### Your goal
Each line of the records that includes "below" should be found and copied.

### Exercise materials
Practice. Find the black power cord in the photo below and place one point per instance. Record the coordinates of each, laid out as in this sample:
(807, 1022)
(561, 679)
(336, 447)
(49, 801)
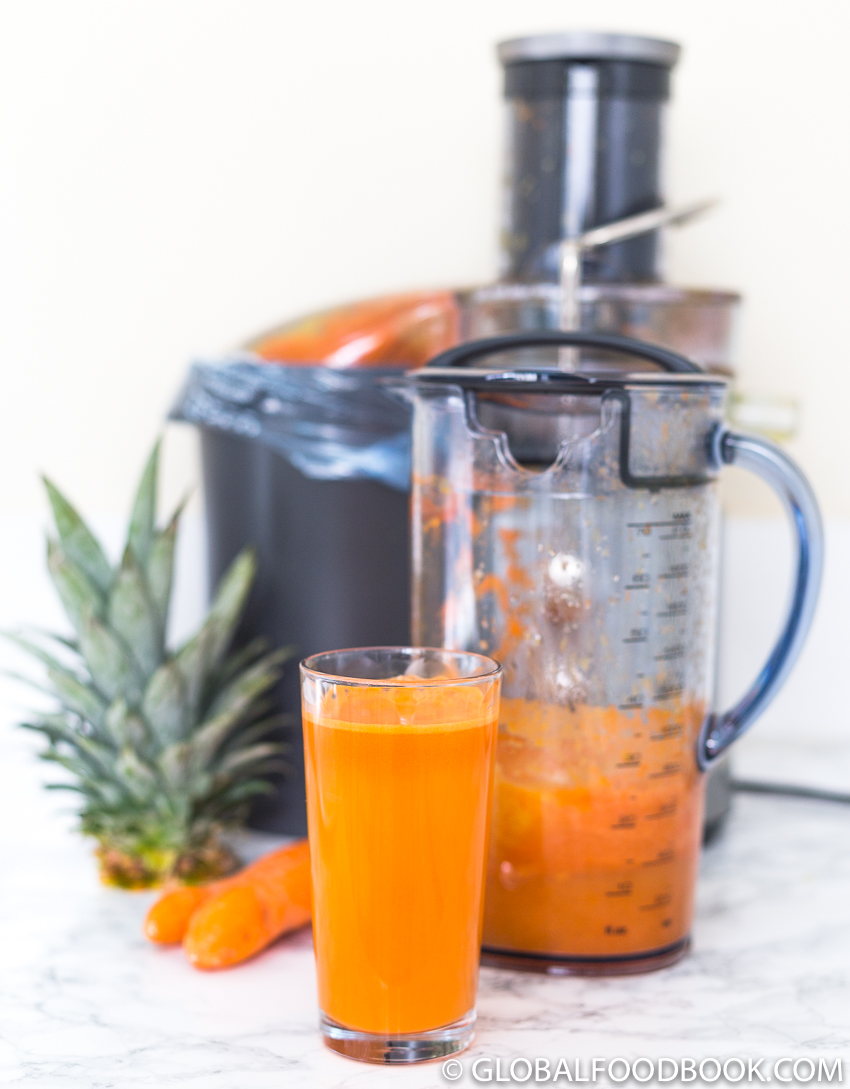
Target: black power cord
(753, 786)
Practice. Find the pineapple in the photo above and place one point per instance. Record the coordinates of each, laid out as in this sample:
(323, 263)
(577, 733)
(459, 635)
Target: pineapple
(165, 748)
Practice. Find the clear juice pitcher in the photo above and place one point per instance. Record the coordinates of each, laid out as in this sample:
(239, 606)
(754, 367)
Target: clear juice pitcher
(566, 524)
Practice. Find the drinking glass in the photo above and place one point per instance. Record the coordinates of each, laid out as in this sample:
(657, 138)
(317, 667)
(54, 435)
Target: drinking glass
(398, 751)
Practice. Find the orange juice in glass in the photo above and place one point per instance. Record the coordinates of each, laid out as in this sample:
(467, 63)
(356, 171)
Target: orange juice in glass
(398, 751)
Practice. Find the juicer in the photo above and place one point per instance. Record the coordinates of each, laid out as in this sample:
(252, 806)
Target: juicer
(565, 522)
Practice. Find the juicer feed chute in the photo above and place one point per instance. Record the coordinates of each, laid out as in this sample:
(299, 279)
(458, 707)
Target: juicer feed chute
(566, 523)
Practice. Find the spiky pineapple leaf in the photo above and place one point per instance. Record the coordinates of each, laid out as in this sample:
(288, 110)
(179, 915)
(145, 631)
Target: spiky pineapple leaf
(144, 515)
(248, 685)
(78, 594)
(164, 704)
(137, 778)
(174, 765)
(78, 542)
(112, 668)
(231, 706)
(126, 729)
(159, 569)
(132, 615)
(78, 697)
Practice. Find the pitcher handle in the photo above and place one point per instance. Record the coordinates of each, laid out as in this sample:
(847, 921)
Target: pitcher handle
(774, 466)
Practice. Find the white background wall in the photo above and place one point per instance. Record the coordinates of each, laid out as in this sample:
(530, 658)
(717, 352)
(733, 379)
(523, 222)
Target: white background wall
(176, 174)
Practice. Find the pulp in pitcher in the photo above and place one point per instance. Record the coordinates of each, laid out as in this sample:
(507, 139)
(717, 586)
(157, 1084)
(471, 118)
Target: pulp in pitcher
(595, 834)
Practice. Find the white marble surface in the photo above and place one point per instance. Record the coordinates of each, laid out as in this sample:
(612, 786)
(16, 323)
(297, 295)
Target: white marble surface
(85, 1001)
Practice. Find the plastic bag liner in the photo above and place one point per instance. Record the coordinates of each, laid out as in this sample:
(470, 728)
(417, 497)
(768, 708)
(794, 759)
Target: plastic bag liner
(331, 425)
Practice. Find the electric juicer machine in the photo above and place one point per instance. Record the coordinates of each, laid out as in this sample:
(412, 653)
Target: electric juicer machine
(565, 521)
(567, 440)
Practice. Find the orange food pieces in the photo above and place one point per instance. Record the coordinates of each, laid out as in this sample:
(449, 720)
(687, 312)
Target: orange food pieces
(167, 921)
(228, 921)
(393, 330)
(596, 826)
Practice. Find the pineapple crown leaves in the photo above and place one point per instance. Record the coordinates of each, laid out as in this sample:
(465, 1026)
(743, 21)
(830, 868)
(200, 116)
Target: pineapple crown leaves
(162, 746)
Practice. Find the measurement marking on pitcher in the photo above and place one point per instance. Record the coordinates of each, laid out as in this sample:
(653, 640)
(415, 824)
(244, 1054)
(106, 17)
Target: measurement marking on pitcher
(663, 858)
(676, 571)
(661, 901)
(667, 733)
(674, 609)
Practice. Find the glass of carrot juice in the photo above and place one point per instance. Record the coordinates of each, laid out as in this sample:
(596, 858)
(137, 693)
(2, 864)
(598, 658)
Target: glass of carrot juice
(398, 751)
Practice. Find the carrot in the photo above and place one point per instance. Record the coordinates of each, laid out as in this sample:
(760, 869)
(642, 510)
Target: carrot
(167, 920)
(246, 913)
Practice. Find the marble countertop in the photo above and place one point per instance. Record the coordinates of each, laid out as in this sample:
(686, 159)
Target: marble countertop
(86, 1001)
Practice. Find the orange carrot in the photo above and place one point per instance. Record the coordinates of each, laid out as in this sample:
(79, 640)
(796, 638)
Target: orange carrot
(245, 913)
(167, 920)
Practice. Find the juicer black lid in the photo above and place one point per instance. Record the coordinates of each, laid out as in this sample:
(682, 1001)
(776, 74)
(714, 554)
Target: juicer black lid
(450, 368)
(626, 66)
(589, 46)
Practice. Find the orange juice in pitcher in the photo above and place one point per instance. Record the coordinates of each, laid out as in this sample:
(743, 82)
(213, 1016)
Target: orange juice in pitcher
(565, 522)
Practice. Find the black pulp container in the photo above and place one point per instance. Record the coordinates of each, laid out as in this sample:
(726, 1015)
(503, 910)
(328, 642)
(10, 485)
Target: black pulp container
(333, 572)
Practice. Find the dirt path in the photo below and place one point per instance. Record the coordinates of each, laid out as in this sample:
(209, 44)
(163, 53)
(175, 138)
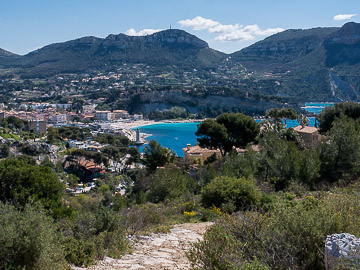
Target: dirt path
(159, 251)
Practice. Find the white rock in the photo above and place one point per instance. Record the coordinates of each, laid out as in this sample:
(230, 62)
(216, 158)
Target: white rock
(342, 248)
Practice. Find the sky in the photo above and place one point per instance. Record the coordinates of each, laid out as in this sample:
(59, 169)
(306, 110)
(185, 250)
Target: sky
(227, 25)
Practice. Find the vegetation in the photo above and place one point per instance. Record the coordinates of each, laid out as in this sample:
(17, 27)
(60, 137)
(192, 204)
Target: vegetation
(157, 156)
(272, 204)
(227, 131)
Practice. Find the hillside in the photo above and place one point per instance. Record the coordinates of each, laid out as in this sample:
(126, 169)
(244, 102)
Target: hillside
(319, 64)
(316, 64)
(165, 48)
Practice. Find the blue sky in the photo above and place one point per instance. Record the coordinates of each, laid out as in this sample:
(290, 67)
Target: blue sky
(227, 25)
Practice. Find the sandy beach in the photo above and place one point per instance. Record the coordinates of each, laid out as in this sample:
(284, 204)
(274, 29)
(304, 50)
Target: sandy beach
(141, 123)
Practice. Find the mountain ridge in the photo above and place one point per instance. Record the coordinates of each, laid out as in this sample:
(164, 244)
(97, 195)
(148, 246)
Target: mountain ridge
(318, 64)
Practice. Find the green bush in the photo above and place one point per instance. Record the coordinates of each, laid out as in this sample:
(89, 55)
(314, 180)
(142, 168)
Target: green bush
(168, 184)
(291, 237)
(92, 235)
(28, 239)
(241, 192)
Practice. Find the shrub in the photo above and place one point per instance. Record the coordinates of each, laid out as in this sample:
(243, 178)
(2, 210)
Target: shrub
(168, 184)
(28, 239)
(292, 237)
(241, 192)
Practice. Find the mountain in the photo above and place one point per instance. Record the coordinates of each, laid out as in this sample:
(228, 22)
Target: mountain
(315, 64)
(165, 48)
(283, 48)
(319, 64)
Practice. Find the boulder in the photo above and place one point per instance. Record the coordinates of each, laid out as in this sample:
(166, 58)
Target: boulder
(343, 249)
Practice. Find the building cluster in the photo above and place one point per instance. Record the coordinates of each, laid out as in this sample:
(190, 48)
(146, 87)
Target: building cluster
(197, 154)
(88, 145)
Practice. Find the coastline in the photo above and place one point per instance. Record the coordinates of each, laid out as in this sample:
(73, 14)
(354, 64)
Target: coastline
(143, 123)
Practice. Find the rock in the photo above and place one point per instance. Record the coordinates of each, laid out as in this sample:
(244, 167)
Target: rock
(342, 248)
(158, 251)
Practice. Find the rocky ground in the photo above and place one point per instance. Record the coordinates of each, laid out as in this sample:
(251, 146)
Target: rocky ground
(158, 251)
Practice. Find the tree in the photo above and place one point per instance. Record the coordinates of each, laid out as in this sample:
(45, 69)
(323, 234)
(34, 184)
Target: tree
(227, 131)
(4, 151)
(282, 114)
(52, 135)
(22, 183)
(340, 152)
(240, 192)
(167, 184)
(28, 239)
(157, 156)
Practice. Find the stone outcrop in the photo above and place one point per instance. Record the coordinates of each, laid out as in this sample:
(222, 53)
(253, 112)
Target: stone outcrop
(158, 251)
(342, 249)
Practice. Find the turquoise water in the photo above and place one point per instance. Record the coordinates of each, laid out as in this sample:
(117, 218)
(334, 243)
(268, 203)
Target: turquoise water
(176, 135)
(316, 107)
(172, 135)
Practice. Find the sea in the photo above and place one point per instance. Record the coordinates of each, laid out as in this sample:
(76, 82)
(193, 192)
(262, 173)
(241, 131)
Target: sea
(177, 135)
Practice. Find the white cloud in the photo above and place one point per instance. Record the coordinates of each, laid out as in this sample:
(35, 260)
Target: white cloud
(228, 32)
(144, 32)
(198, 23)
(341, 17)
(224, 28)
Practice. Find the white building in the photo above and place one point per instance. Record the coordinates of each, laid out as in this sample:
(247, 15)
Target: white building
(138, 117)
(58, 119)
(103, 115)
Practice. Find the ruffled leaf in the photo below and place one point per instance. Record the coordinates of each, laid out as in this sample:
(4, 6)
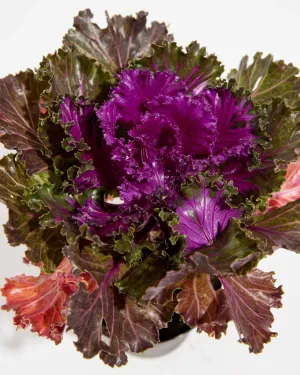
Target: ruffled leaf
(266, 79)
(85, 136)
(74, 74)
(127, 324)
(278, 228)
(249, 300)
(195, 67)
(19, 117)
(163, 292)
(148, 273)
(290, 189)
(124, 39)
(44, 245)
(203, 214)
(92, 261)
(195, 298)
(281, 126)
(42, 301)
(233, 252)
(57, 209)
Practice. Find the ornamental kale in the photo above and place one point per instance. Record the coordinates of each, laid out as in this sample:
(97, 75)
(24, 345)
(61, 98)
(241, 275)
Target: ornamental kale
(146, 188)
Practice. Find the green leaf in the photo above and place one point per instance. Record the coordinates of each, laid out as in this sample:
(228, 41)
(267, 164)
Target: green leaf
(74, 74)
(124, 39)
(86, 259)
(146, 274)
(194, 66)
(126, 324)
(233, 252)
(60, 207)
(19, 116)
(23, 226)
(281, 126)
(266, 79)
(277, 228)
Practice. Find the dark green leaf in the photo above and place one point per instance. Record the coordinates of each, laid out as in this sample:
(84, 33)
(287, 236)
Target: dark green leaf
(19, 116)
(163, 292)
(278, 228)
(74, 74)
(23, 225)
(233, 252)
(266, 79)
(86, 259)
(124, 39)
(128, 325)
(194, 66)
(146, 274)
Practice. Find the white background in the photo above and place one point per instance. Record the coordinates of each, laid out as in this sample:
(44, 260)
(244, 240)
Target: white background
(30, 29)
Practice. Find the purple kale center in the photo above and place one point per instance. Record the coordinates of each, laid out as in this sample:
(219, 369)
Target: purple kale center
(148, 139)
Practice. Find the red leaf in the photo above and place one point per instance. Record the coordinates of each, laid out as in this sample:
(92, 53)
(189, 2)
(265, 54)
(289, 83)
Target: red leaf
(43, 301)
(248, 303)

### Exercise output
Practice. Find the black power cord in the photo below and place one point per instance. Record the coordinates of each, laid out as in this sample:
Practice. Find the dirt path in the photo below and place one point per instance. Record the coordinates of each, laid out as in this sample:
Practice. Find the ruffled leaf in the photo below and place one point per instance. Record the coordinates of each, laid out as in this sample:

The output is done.